#### Task prompt
Pick out and copy each line below that contains the word "every".

#### Data records
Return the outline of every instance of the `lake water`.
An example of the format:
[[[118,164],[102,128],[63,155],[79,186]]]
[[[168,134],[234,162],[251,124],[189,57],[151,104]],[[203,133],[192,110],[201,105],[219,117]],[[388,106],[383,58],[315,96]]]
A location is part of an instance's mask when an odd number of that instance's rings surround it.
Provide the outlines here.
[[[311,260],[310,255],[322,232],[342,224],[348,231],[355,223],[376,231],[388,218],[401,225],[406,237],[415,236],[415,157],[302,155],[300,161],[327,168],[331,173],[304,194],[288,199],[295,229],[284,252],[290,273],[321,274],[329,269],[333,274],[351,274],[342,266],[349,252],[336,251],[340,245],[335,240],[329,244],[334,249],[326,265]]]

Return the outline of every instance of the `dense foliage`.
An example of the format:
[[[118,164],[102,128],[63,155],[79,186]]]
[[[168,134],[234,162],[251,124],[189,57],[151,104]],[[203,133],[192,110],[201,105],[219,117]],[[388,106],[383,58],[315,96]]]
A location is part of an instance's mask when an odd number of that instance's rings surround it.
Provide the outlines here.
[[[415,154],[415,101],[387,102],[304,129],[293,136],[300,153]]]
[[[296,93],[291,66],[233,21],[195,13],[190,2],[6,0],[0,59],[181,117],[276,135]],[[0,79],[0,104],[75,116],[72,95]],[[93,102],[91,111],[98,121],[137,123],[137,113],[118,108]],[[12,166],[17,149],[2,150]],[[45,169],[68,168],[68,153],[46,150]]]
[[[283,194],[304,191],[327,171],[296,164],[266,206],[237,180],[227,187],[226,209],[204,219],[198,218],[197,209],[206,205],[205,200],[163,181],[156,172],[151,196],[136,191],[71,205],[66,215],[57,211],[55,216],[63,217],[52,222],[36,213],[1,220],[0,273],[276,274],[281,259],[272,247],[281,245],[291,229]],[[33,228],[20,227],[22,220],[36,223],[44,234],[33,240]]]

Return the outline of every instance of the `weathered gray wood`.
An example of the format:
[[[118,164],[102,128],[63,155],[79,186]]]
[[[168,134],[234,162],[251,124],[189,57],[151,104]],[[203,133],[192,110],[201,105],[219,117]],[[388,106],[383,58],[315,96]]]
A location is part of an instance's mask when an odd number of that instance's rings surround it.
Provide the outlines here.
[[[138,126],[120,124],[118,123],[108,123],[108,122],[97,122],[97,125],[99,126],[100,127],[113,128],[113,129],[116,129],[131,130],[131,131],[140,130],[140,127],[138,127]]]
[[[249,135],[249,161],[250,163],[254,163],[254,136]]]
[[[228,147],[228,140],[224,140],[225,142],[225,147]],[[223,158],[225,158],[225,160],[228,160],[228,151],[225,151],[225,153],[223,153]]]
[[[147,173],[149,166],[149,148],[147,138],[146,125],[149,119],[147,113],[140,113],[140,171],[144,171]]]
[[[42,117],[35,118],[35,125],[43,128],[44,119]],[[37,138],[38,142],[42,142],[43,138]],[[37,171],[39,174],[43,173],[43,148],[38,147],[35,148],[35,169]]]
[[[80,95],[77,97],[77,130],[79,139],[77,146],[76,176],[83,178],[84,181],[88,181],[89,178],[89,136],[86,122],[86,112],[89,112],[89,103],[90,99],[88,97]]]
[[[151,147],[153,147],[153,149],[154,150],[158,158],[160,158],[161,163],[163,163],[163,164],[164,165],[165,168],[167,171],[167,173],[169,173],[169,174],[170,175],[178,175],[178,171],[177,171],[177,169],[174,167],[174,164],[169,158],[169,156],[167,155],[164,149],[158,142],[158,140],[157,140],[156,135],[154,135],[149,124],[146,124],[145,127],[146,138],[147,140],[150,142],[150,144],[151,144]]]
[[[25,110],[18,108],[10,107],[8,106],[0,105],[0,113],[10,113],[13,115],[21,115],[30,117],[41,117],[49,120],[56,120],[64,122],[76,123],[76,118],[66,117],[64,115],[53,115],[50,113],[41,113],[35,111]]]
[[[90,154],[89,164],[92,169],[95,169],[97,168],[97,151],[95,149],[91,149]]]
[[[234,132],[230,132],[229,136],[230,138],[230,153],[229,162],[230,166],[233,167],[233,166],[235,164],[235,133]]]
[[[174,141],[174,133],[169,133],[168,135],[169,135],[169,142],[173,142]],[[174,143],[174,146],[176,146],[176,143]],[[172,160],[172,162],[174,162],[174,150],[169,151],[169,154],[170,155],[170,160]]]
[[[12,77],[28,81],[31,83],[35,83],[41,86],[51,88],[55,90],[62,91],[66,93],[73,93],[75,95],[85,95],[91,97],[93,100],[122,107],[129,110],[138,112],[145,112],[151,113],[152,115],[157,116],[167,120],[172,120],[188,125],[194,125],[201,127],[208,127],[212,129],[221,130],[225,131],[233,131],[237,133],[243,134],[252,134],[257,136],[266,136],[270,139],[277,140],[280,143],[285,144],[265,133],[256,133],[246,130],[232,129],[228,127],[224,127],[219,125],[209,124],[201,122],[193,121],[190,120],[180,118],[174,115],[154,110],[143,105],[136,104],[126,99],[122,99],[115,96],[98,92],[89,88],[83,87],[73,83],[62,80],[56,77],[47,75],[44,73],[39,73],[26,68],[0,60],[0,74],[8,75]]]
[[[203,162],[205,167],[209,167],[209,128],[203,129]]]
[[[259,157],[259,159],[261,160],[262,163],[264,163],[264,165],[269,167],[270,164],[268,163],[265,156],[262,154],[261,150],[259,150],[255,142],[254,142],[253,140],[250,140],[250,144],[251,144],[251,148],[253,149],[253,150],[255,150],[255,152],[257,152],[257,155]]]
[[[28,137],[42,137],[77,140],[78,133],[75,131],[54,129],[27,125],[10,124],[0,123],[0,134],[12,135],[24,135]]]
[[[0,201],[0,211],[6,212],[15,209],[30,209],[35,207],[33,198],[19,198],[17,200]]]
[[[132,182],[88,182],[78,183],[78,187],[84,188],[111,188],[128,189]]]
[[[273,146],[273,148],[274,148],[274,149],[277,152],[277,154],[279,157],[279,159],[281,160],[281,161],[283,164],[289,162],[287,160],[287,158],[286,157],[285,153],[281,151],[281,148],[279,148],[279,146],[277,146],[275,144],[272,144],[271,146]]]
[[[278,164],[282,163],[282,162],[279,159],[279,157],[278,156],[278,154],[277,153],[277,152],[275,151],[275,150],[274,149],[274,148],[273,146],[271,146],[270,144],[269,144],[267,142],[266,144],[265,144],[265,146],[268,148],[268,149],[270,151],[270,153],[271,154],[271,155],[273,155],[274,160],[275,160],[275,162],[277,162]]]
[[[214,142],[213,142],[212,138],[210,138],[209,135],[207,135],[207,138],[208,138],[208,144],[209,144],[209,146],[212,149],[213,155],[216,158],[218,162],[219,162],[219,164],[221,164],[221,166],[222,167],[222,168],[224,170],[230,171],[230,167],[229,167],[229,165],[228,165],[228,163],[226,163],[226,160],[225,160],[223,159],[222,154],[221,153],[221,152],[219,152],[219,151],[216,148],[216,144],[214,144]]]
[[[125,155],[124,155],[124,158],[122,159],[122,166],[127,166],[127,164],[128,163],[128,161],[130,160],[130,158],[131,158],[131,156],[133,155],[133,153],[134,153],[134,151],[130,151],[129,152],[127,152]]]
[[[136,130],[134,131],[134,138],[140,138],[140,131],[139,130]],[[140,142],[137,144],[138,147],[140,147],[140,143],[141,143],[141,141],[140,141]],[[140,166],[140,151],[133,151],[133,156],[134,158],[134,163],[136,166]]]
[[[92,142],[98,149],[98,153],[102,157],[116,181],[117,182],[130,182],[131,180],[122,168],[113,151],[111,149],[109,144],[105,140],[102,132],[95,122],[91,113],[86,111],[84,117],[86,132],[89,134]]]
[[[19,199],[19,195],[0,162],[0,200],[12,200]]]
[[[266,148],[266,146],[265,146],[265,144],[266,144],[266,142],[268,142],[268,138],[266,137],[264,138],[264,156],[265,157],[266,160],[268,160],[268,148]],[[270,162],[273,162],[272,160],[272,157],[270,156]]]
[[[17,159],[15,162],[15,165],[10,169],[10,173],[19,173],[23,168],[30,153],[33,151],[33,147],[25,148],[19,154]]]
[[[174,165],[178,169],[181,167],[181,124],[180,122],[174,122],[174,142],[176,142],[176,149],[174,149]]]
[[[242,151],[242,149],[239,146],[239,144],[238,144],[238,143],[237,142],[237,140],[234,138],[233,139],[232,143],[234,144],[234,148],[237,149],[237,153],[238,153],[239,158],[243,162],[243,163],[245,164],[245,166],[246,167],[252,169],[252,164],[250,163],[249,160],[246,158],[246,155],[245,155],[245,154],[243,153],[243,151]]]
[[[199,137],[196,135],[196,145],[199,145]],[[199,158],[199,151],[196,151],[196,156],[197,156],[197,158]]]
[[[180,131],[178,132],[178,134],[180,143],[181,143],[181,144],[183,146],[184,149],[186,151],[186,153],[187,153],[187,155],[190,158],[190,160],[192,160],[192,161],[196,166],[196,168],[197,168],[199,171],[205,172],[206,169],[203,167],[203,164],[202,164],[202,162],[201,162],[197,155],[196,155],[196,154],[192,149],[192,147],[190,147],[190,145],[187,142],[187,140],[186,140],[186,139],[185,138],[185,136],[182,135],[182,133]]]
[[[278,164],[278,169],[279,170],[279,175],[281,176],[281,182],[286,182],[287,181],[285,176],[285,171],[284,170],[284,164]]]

#### The response
Return the outline of every instance of the `lake water`.
Return the outline of every instance of the `dense foliage`.
Return the outline of every instance of the `weathered gray wood`.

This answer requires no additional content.